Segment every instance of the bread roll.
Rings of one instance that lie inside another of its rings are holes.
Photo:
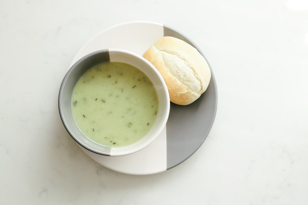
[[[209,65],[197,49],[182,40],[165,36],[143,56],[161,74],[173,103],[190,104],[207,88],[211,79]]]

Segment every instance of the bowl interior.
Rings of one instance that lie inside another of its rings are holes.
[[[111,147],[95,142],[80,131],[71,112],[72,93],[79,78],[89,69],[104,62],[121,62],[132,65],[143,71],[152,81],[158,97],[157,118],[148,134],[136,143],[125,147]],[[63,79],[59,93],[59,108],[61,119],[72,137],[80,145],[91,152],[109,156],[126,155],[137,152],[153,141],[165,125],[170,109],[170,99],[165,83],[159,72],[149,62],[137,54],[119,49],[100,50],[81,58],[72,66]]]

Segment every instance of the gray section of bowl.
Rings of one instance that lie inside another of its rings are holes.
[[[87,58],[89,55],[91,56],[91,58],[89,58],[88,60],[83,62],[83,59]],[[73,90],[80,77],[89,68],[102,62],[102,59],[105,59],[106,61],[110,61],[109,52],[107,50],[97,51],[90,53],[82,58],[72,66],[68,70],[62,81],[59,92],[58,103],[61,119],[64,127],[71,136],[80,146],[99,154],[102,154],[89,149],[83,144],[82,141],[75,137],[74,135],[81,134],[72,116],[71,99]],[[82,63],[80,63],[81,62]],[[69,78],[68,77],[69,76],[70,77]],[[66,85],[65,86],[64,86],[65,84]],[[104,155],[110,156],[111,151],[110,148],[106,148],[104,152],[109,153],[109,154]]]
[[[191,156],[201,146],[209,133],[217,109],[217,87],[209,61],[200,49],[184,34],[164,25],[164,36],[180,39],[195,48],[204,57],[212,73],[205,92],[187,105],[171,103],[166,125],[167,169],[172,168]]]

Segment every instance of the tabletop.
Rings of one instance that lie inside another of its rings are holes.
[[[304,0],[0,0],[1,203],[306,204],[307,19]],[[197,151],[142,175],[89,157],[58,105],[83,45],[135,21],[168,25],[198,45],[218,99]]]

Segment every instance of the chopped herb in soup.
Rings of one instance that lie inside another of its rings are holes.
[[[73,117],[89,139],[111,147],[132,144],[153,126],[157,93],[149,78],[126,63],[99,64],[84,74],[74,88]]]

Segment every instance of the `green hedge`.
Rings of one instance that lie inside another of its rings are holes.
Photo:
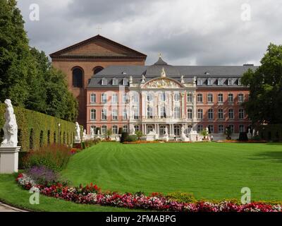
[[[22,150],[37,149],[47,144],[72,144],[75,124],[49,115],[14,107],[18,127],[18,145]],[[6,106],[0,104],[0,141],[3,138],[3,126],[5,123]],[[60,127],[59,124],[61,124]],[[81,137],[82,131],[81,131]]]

■ ■ ■ ■

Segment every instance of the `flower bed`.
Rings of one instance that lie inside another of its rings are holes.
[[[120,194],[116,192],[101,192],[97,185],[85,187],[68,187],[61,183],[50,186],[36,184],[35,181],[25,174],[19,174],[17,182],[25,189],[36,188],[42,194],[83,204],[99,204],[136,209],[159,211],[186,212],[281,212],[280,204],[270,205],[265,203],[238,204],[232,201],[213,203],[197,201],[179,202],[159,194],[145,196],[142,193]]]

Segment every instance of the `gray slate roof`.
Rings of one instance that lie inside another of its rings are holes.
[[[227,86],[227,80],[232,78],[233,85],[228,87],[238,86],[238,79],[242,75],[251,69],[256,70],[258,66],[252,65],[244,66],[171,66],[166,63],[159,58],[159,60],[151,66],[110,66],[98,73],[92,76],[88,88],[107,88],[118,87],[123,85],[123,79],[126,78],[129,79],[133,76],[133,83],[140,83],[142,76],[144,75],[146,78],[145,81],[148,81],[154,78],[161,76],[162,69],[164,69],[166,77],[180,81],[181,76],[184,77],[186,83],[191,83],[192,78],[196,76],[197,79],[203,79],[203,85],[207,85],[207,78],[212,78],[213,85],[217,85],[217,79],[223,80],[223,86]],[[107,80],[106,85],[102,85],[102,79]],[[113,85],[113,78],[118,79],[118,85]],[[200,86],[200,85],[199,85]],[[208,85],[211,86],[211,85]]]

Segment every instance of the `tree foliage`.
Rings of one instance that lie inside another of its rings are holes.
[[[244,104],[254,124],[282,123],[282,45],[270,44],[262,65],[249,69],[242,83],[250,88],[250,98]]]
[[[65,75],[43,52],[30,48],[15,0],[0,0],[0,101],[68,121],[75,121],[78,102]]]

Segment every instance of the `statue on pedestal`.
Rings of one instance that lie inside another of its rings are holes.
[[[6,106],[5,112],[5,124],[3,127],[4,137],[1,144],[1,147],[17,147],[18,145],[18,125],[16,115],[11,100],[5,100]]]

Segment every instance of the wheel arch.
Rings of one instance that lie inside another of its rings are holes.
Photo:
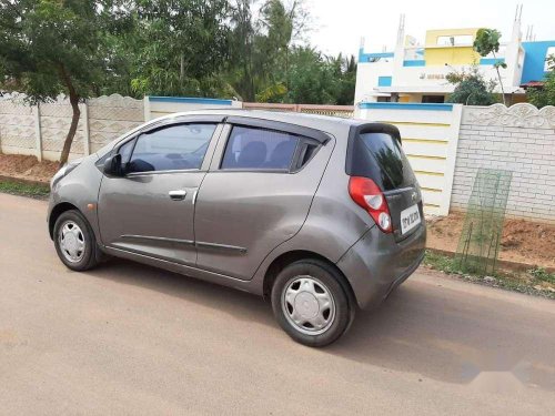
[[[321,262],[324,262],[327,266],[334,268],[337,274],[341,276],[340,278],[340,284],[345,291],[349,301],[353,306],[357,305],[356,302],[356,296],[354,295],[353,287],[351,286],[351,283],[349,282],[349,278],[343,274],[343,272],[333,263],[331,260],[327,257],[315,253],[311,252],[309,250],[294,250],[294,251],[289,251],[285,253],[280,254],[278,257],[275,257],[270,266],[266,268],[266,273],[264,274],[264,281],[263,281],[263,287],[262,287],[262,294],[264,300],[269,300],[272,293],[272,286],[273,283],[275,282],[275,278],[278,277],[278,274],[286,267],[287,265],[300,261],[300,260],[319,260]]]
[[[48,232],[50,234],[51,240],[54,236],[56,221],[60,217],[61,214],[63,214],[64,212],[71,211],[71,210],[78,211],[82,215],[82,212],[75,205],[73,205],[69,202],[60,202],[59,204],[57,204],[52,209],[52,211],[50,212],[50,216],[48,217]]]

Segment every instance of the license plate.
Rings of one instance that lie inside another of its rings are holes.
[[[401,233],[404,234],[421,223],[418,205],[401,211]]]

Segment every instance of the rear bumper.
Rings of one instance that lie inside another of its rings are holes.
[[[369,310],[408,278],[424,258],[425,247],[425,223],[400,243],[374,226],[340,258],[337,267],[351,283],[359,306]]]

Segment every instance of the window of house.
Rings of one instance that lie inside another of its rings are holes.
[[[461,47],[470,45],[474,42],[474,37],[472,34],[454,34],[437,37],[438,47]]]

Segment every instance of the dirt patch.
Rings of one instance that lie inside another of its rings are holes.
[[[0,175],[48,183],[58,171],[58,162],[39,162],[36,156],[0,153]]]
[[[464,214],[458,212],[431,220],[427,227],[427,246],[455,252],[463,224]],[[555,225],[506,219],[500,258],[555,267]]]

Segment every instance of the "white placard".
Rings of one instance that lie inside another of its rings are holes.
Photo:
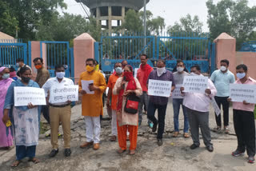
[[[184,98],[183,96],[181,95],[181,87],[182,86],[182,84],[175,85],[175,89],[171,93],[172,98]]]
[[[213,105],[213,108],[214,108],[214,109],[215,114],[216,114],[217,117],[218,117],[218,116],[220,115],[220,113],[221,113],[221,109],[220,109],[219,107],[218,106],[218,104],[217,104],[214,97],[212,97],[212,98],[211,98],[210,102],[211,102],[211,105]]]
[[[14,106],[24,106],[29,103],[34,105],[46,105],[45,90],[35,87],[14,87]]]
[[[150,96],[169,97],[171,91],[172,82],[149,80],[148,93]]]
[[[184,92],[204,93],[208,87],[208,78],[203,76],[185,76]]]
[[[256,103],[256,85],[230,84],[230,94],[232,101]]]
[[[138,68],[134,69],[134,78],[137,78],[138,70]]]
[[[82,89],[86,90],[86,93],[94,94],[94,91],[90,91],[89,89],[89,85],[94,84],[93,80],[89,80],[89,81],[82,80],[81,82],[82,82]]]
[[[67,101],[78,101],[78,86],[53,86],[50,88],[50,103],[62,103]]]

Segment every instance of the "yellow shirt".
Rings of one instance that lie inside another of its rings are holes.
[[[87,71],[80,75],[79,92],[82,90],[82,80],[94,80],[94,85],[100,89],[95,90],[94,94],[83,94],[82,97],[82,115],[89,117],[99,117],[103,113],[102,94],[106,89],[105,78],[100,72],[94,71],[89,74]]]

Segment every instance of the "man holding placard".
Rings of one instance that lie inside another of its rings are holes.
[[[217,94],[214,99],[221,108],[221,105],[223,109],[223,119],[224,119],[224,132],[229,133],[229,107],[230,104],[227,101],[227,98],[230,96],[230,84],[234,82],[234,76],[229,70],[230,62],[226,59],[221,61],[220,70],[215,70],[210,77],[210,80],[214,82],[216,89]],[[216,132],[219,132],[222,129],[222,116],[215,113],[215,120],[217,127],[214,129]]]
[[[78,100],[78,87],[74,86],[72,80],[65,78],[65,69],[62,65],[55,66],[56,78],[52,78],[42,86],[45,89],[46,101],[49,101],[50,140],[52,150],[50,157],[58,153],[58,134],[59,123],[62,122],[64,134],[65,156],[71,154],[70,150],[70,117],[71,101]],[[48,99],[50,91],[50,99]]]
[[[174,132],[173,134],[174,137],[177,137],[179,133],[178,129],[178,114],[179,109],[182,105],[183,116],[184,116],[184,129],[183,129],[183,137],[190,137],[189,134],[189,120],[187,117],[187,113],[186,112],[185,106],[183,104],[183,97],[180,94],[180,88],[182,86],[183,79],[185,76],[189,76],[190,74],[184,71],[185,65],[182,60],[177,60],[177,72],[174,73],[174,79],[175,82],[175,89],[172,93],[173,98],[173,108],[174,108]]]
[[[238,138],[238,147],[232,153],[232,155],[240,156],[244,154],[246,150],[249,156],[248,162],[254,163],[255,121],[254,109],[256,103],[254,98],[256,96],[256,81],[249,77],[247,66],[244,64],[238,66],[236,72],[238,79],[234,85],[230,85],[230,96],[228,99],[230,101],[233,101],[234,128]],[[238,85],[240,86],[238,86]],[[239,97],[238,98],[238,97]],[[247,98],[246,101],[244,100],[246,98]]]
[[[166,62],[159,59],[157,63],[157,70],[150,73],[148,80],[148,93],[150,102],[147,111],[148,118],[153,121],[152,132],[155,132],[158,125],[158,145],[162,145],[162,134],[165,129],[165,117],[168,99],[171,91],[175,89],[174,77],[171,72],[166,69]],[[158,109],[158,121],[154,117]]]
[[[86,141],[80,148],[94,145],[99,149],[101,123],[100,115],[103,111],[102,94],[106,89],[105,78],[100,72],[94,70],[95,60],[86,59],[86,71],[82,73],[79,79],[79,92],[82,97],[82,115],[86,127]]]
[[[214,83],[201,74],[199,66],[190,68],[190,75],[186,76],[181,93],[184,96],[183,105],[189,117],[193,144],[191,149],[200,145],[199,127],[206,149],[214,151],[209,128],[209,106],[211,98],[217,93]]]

■ ■ ■ ■

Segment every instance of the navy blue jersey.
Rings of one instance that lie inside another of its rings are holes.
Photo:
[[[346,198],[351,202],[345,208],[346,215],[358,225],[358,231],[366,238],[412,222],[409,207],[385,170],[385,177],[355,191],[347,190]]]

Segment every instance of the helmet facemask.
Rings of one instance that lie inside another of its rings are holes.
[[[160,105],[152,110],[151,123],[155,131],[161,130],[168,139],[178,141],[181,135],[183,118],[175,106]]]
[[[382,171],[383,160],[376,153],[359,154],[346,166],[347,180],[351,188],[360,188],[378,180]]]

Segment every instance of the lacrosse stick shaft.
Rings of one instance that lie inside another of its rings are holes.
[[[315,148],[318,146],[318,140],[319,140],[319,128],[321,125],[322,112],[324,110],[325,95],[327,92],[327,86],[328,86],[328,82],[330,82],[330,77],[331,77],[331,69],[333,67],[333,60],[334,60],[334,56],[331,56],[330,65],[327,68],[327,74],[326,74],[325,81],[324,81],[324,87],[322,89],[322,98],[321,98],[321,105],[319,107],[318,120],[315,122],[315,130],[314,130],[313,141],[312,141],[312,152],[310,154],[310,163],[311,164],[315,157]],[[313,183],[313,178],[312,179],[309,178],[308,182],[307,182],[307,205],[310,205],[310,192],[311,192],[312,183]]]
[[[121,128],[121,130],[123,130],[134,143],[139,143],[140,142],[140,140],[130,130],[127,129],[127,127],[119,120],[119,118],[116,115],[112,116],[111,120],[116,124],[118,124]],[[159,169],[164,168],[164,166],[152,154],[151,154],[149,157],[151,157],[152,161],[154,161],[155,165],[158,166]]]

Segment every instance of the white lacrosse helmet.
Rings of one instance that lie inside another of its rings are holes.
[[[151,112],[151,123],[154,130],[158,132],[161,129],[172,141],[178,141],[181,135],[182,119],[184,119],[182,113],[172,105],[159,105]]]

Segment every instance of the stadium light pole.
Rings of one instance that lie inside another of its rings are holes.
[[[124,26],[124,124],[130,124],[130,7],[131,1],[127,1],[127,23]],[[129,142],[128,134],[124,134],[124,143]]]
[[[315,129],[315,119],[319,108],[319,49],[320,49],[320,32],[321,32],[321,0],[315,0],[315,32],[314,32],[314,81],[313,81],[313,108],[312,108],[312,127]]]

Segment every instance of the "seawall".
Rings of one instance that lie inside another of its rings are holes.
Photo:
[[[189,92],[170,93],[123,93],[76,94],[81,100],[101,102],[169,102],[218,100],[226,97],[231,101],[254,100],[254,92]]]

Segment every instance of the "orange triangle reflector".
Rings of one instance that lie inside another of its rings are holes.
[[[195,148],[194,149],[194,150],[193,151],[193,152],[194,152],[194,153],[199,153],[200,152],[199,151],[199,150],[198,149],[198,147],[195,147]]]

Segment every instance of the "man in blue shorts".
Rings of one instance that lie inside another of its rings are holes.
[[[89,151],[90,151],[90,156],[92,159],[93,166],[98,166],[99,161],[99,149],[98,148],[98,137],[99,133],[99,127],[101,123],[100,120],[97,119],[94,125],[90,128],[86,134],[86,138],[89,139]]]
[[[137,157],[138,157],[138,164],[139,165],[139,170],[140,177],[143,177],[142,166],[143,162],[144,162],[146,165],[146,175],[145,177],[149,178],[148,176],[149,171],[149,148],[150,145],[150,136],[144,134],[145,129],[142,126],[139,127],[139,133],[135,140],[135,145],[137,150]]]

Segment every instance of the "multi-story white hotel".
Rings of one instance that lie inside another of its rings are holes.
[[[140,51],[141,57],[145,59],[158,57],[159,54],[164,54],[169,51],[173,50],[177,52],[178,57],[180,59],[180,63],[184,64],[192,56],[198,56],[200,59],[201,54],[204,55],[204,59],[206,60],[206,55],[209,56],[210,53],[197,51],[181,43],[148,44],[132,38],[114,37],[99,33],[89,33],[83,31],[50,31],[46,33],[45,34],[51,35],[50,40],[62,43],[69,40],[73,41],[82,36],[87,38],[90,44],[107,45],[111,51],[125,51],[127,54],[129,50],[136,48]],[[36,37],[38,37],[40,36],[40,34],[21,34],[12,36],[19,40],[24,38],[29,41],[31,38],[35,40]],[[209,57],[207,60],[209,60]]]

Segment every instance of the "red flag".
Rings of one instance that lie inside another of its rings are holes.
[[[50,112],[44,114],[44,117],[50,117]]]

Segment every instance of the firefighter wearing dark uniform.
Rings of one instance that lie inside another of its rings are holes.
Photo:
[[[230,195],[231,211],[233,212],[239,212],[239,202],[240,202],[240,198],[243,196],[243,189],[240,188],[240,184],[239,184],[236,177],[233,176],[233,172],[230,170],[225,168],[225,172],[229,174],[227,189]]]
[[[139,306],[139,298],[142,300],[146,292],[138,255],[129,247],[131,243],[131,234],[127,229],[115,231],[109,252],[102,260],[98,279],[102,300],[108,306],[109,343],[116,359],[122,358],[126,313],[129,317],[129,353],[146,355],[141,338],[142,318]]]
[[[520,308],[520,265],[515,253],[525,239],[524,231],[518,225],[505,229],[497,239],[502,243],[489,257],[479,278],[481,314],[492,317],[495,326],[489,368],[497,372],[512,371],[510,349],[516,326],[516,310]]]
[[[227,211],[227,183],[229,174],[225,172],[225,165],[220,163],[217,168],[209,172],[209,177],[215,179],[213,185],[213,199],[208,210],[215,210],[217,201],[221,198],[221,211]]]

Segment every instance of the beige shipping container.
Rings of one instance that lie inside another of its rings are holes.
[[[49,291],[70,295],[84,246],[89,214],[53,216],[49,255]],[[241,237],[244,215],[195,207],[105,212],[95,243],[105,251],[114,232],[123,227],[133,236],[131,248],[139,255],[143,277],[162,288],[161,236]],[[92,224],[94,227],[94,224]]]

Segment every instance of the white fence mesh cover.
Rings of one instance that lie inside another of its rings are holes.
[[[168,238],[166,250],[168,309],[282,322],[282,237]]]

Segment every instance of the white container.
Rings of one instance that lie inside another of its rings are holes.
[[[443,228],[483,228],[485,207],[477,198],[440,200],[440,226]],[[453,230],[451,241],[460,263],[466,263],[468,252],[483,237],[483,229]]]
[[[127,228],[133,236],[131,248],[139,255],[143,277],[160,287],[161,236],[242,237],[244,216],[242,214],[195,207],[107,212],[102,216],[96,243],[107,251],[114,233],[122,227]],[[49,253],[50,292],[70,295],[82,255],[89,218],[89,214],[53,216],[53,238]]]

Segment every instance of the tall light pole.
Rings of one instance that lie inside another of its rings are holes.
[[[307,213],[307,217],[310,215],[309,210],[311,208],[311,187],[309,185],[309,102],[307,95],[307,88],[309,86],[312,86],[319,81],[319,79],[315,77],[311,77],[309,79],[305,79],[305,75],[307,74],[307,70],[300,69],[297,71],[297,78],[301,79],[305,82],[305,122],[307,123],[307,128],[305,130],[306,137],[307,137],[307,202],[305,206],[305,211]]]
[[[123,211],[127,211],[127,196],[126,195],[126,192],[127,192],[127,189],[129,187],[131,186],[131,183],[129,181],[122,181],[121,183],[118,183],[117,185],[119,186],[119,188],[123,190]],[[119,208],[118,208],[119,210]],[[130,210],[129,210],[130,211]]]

■ ■ ■ ■

- [What to do]:
Extract the lines from the one containing "Segment every instance of the dirt patch." through the one containing "[[[67,101],[78,101],[78,86],[53,86],[50,88],[50,103],[62,103]]]", including both of those lines. Leave the pictures out of your answer.

- [Response to the exercise]:
Segment every instance of the dirt patch.
Rings of one instance that lie inside another of its rings are holes.
[[[0,175],[48,183],[58,171],[58,162],[39,162],[36,156],[0,153]]]
[[[464,214],[458,212],[431,220],[427,227],[427,246],[455,252],[463,224]],[[555,225],[506,219],[500,258],[555,267]]]

Segment every instance of the "white placard".
Rings of one instance that lie inside another of its rings are holes.
Photo:
[[[184,98],[183,96],[181,95],[181,87],[182,86],[182,84],[175,85],[175,89],[171,93],[172,98]]]
[[[213,105],[213,108],[214,108],[214,109],[215,114],[216,114],[217,117],[218,117],[218,116],[220,115],[220,113],[221,113],[221,109],[220,109],[219,107],[218,106],[218,104],[217,104],[214,97],[212,97],[212,98],[211,98],[210,102],[211,102],[211,105]]]
[[[14,106],[24,106],[29,103],[34,105],[46,105],[45,90],[35,87],[14,87]]]
[[[150,96],[169,97],[171,91],[172,82],[149,80],[148,93]]]
[[[184,92],[204,93],[208,87],[208,78],[203,76],[185,76]]]
[[[256,103],[256,85],[230,84],[230,94],[232,101]]]
[[[138,68],[134,69],[134,78],[137,78],[138,70]]]
[[[82,89],[86,90],[86,93],[94,94],[94,91],[90,91],[89,89],[89,85],[94,84],[93,80],[89,80],[89,81],[82,80],[81,82],[82,82]]]
[[[67,101],[78,101],[78,86],[53,86],[50,88],[50,103],[62,103]]]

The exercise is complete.